Please transcribe the data that follows without the pictures, keeping every word the same.

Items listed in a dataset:
»»
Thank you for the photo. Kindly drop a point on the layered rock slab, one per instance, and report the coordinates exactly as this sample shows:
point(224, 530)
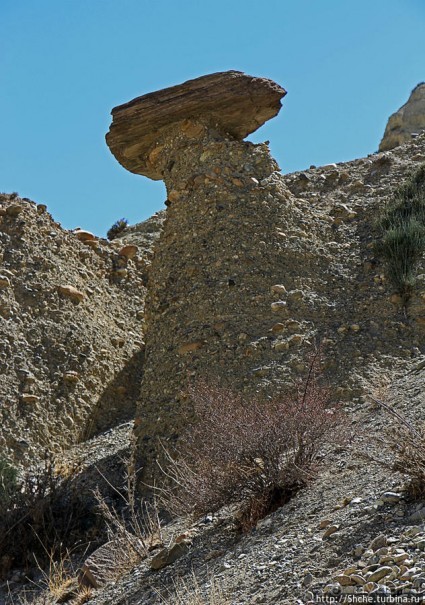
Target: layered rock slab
point(238, 103)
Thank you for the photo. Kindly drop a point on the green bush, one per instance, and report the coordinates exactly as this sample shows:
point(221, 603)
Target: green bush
point(402, 226)
point(116, 228)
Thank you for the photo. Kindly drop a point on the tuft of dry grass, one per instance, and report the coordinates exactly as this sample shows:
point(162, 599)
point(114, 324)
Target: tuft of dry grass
point(407, 443)
point(252, 452)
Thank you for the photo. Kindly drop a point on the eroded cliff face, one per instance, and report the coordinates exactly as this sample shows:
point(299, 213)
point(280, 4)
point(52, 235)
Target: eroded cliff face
point(70, 332)
point(253, 267)
point(408, 121)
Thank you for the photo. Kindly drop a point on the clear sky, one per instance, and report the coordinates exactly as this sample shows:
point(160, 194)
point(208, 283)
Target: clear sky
point(346, 64)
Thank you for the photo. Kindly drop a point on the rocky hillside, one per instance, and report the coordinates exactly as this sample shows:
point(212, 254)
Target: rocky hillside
point(242, 274)
point(71, 342)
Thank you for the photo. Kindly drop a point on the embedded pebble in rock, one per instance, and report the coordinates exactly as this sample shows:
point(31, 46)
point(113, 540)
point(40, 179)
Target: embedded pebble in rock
point(71, 292)
point(84, 236)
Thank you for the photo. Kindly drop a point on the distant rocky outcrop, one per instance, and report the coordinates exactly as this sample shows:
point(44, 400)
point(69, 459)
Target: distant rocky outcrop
point(408, 121)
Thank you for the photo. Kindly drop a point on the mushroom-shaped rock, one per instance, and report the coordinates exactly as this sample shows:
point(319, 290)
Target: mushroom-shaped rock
point(231, 101)
point(208, 283)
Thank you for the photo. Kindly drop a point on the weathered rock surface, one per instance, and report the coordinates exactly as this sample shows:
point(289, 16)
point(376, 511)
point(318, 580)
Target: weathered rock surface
point(232, 101)
point(407, 121)
point(253, 267)
point(71, 343)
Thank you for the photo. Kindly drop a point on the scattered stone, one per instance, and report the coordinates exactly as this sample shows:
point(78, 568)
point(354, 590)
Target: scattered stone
point(129, 251)
point(29, 398)
point(14, 210)
point(84, 236)
point(4, 282)
point(330, 531)
point(378, 542)
point(167, 556)
point(391, 498)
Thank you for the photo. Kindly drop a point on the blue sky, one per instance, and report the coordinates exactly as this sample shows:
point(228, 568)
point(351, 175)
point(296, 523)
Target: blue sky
point(65, 63)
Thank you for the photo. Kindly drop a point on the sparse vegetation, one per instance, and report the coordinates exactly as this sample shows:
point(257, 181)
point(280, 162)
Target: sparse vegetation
point(43, 513)
point(402, 242)
point(407, 443)
point(8, 481)
point(136, 527)
point(251, 452)
point(117, 228)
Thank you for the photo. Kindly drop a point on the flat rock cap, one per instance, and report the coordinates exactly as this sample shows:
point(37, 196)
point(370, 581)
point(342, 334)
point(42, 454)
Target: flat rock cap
point(236, 102)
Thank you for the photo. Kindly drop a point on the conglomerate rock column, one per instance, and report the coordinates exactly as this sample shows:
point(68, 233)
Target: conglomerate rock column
point(210, 280)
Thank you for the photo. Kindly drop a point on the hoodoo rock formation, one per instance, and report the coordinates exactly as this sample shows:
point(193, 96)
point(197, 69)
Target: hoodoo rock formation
point(252, 267)
point(408, 121)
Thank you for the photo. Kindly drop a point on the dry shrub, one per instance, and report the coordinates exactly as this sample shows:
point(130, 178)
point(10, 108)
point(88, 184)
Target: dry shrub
point(136, 526)
point(256, 452)
point(407, 443)
point(44, 513)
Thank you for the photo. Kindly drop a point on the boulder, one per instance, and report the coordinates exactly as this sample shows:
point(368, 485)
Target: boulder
point(234, 102)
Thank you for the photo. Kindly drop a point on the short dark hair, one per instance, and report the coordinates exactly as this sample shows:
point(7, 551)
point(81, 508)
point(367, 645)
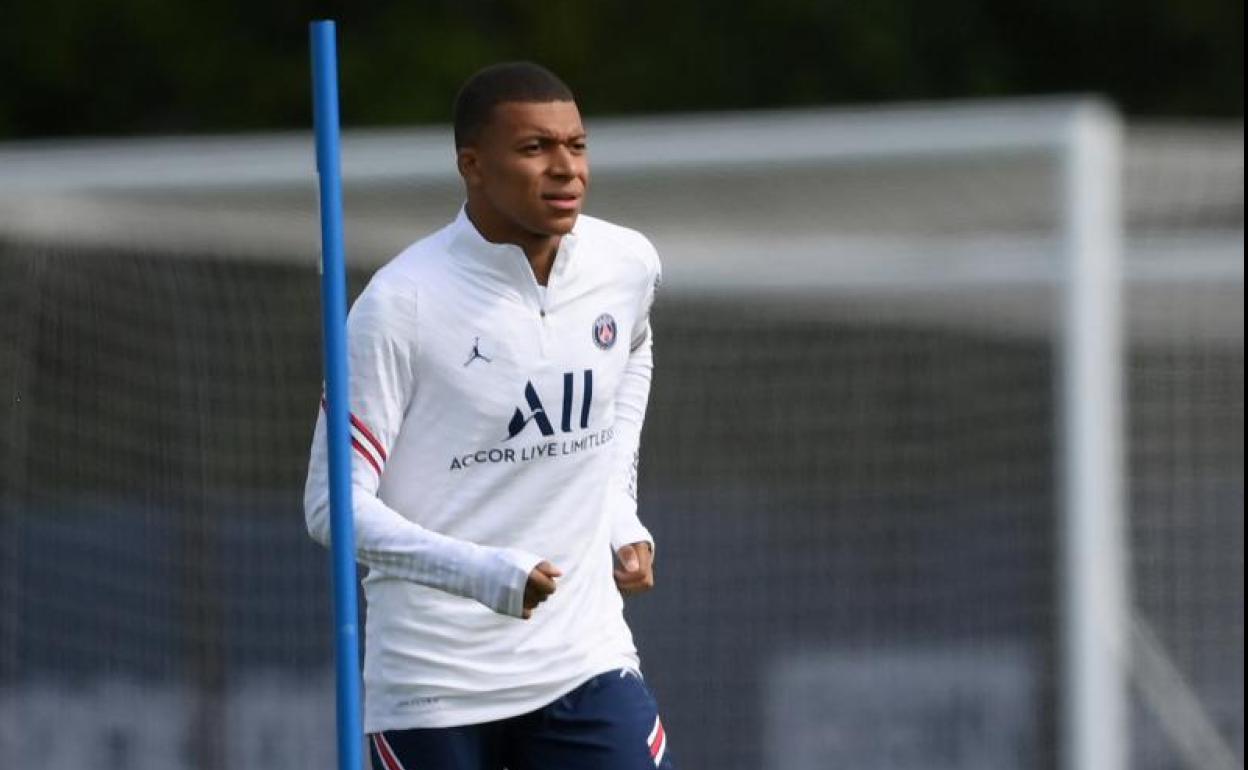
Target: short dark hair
point(497, 84)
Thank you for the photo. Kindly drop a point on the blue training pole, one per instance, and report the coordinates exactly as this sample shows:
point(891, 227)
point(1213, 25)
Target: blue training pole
point(333, 300)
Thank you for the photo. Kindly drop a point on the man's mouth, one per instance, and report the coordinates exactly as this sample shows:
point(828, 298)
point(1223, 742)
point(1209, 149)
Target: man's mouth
point(565, 201)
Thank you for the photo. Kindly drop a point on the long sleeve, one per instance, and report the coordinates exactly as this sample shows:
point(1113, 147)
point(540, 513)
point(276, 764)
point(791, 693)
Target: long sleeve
point(630, 403)
point(381, 337)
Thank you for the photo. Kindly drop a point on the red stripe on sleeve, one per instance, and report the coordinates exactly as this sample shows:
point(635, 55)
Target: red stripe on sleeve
point(370, 436)
point(365, 453)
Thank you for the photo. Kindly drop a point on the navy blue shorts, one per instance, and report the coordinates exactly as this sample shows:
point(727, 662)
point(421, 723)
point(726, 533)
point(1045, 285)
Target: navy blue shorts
point(609, 723)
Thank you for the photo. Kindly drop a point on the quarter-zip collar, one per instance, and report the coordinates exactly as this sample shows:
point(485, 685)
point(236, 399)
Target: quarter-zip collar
point(468, 241)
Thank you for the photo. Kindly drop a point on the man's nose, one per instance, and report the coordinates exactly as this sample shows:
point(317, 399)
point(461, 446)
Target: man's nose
point(563, 162)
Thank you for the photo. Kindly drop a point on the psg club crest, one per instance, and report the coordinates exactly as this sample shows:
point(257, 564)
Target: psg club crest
point(604, 331)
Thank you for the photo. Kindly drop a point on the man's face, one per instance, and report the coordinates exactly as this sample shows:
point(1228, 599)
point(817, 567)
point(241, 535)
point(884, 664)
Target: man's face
point(529, 170)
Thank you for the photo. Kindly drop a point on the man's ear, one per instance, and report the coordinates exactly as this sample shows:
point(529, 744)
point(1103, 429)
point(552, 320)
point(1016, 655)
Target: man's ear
point(468, 162)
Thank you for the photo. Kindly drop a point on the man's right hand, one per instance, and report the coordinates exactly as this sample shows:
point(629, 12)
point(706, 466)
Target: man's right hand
point(539, 587)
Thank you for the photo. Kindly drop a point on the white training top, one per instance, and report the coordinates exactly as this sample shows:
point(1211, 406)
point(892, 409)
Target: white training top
point(493, 426)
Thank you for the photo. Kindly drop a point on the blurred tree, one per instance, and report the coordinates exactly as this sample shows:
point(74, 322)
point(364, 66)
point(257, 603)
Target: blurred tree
point(145, 66)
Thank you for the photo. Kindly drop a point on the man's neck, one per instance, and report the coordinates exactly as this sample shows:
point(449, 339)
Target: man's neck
point(539, 250)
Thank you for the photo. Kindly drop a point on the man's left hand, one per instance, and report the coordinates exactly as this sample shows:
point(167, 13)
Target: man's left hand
point(634, 570)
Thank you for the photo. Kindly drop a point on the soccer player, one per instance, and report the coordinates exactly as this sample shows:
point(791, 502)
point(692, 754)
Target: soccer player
point(499, 375)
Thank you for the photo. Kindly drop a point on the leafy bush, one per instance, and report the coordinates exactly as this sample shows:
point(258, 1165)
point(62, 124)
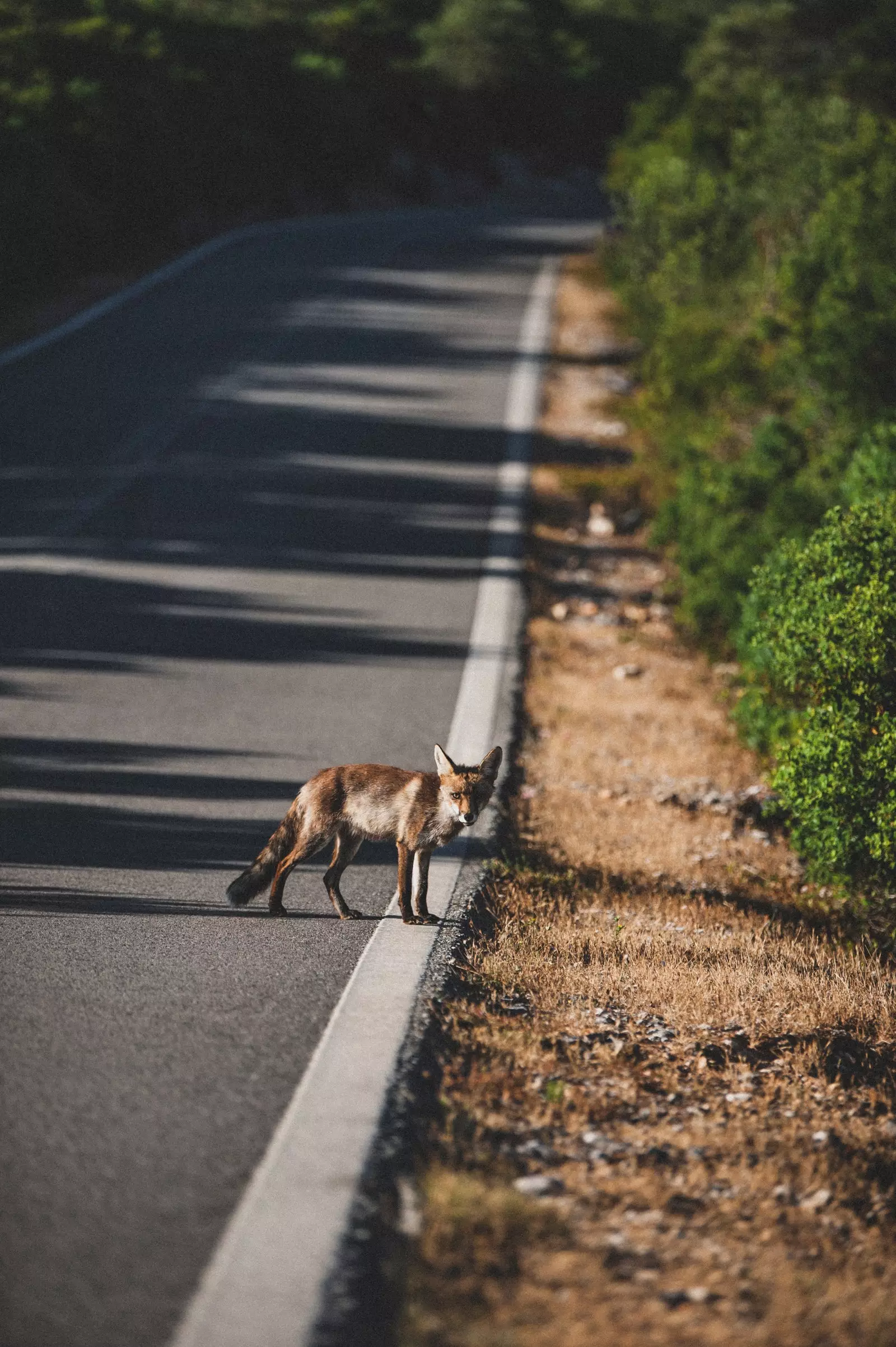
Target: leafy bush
point(727, 516)
point(758, 262)
point(820, 635)
point(872, 472)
««
* [FULL RESPONSE]
Thank you for the photo. Kindly drop a point on the layered rock slab, one per instance, and report the coordinates exactly as this sample shows:
point(224, 530)
Target: layered rock slab
point(238, 103)
Thank you for the photo. Kindly drop a point on the green bush, one per instance, and report the coordinates exactly as this sample shows:
point(221, 603)
Target: green bush
point(402, 226)
point(116, 228)
Thank you for the photo. Kindly drop a point on the tuft of dry grass, one per instance, and report the coordinates exactly as this sample shows:
point(162, 599)
point(114, 324)
Target: tuft of dry grass
point(407, 443)
point(252, 452)
Thank you for the photo. Kindly drop a point on the eroded cliff face, one per instance, and report the coordinates exactly as this sample shows:
point(299, 213)
point(280, 4)
point(52, 235)
Target: eroded cliff face
point(70, 332)
point(253, 267)
point(408, 121)
Thank you for the photo. Kindly drop a point on the clear sky, one per instance, and report the coordinates exactly as this sample shows:
point(160, 194)
point(208, 283)
Target: clear sky
point(346, 64)
Thank you for the photo. Kindly drop a point on the rocky hillside, one per instance, and report the coordinates exactly as this sample shows:
point(212, 254)
Target: rocky hillside
point(242, 274)
point(71, 342)
Thank you for the photo. Kindly drop a point on the embedded pebble in rock, one per instance, and report the coordinates exactly as this sample shows:
point(31, 46)
point(113, 540)
point(40, 179)
Target: embedded pebble in rock
point(71, 292)
point(84, 236)
Thank you for the photo. Kindly drop a point on the distant rocky outcrop, one per instance, and report the coordinates exactly as this sample shows:
point(44, 400)
point(69, 459)
Target: distant rocky outcrop
point(408, 121)
Thank you for the photo. Kindly drop a point on the mushroom-shaped rock, one per instance, and report the coordinates exactly as this sample shows:
point(319, 290)
Target: mushroom-shaped rock
point(231, 101)
point(208, 283)
Thank you for the photo. Kindly drop a point on the weathered rock surface, one per instance, and report the coordinates exactly as this sample shows:
point(289, 16)
point(376, 511)
point(318, 580)
Target: weathered rock surface
point(232, 101)
point(407, 121)
point(253, 267)
point(71, 343)
Thank you for the photo. Kindly drop a point on the scattered stone, one per instance, and report the coordinates exactly as this sample shows:
point(78, 568)
point(354, 590)
Target: scattered stone
point(129, 251)
point(29, 398)
point(14, 210)
point(84, 236)
point(4, 282)
point(330, 531)
point(378, 542)
point(167, 556)
point(391, 498)
Thank you for the photo. Kindly drop a point on the blue sky, one per instance, and report the coordinates exactly as this sample shows:
point(228, 568)
point(351, 175)
point(296, 523)
Target: blue sky
point(65, 63)
Thank you for the photo. Kindly drop a point on the sparse vegetation, one per instance, and report the coordinates exactly as this sample shows:
point(257, 181)
point(280, 162)
Target: sparse vegetation
point(43, 513)
point(402, 242)
point(407, 443)
point(8, 481)
point(136, 527)
point(251, 452)
point(117, 228)
Thank you for the photo. Kindly drop a point on the flat rock cap, one per instance, and report the coordinates exactly as this sample shows:
point(37, 196)
point(370, 581)
point(342, 334)
point(42, 454)
Target: flat rock cap
point(236, 102)
Thank you for the photo. Kindly drop a point on the conglomerate rock column, one per instance, and report the coordinates exactly as this sample shows:
point(68, 233)
Target: conglomerate rock column
point(210, 280)
Thank you for the photo. Kindly drop a point on the hoodoo rock formation, one per instance, and report the coordinates exactly as this sample shows:
point(193, 96)
point(197, 69)
Target: hoodoo rock formation
point(252, 267)
point(408, 121)
Thank you for the photo. Kindly drop a point on the dry shrub, one per instance, and report the coordinates exactly as this sample shows:
point(130, 178)
point(10, 108)
point(88, 184)
Target: dry shrub
point(136, 526)
point(256, 452)
point(407, 443)
point(44, 513)
Thank you for the photo. Kindly drop a point on the boulder, one per instance, and report the coordinates exactly as this sample shows:
point(368, 485)
Target: boulder
point(234, 102)
Thank you for the photo. Kindly drop a point on the short dark hair, one per instance, and report the coordinates exactly as this sample shows:
point(7, 551)
point(81, 508)
point(367, 645)
Target: short dark hair
point(497, 84)
Thank you for the photo. Kindly drop a point on the blue training pole, one per instance, and report the coordinates exactly as this sample shows:
point(891, 227)
point(1213, 25)
Target: blue training pole
point(333, 300)
Thank you for the photo. Kindly drop a point on the man's mouth, one per instance, and report the coordinates exactly as this sample shows:
point(828, 298)
point(1223, 742)
point(1209, 149)
Target: man's mouth
point(565, 201)
Thank you for the photo. Kindly drop a point on the long sleeve, one per instance, and report the coordinates exactly as this sample shows:
point(1113, 147)
point(540, 513)
point(276, 764)
point(791, 693)
Target: long sleeve
point(630, 403)
point(381, 337)
Thank you for the photo. Kindly drop a point on the red stripe on sleeve, one per instance, and report the coordinates exactly as this sample shows:
point(635, 55)
Target: red stripe on sleeve
point(370, 436)
point(365, 453)
Thank you for the photo. Kindly drop a point on the navy blue shorts, one per instance, and report the coordinates exactly as this sample shows:
point(727, 662)
point(421, 723)
point(726, 533)
point(1045, 285)
Target: navy blue shorts
point(609, 723)
Thank you for the photo. Kindly drop a point on the quarter-zip collar, one per instance, and report the coordinates exactly as this sample shows:
point(485, 685)
point(236, 399)
Target: quarter-zip collar
point(468, 241)
Thank you for the photo. Kindly drop a point on the man's nose, one per instance, and report the coordinates exactly as this sample shows:
point(317, 399)
point(461, 446)
Target: man's nose
point(563, 162)
Thank you for the photo. Kindly drop a point on the psg club crest, one per instance, and report the coordinates exactly as this sample shows:
point(257, 564)
Target: psg club crest
point(604, 331)
Thank you for the photo. Kindly drop a point on the man's face, one per instance, and report the coordinates exactly as this sample shows:
point(1228, 599)
point(817, 567)
point(241, 535)
point(884, 664)
Target: man's face
point(529, 170)
Thank you for the photo. Kindly drop a point on the man's ear, one per instance, and report the coordinates exactly as this sample shows:
point(529, 744)
point(1103, 429)
point(552, 320)
point(1016, 655)
Target: man's ear
point(468, 162)
Thank you for the photo. Kindly drop a point on the man's right hand, one per instance, and report the coordinates exactly as this sample shows:
point(629, 12)
point(706, 466)
Target: man's right hand
point(539, 587)
Thank you for the photo. Kindly drop a point on the white training top, one per instance, and report the coordinates exactly as this sample shows:
point(1211, 406)
point(892, 409)
Target: white training top
point(493, 426)
Thank you for the photo. Kindly drop a point on the blurred tree, one per instance, and report the coordinates exactly as this sample shows:
point(74, 322)
point(364, 66)
point(257, 603)
Target: blurred tree
point(145, 66)
Thank you for the photo. Kindly drop a point on the man's neck, one per instance, and report the coordinates exactly as this sample shows:
point(449, 339)
Target: man's neck
point(539, 250)
Thank you for the photo. Kindly drop a point on the man's left hand, one per instance, and report the coordinates exactly as this sample shows:
point(167, 13)
Target: man's left hand
point(634, 570)
Thank you for the photo. Kindly drop a point on the soccer player, one per instance, and report the coordinates exactly as this sample shows:
point(791, 502)
point(692, 754)
Target: soccer player
point(499, 375)
Thank you for the photo. Kindly drop a point on the leafy bush, one per instance, and report the coordinates exactly as this sample shows:
point(258, 1165)
point(62, 124)
Target: leafy bush
point(727, 516)
point(758, 262)
point(820, 635)
point(872, 472)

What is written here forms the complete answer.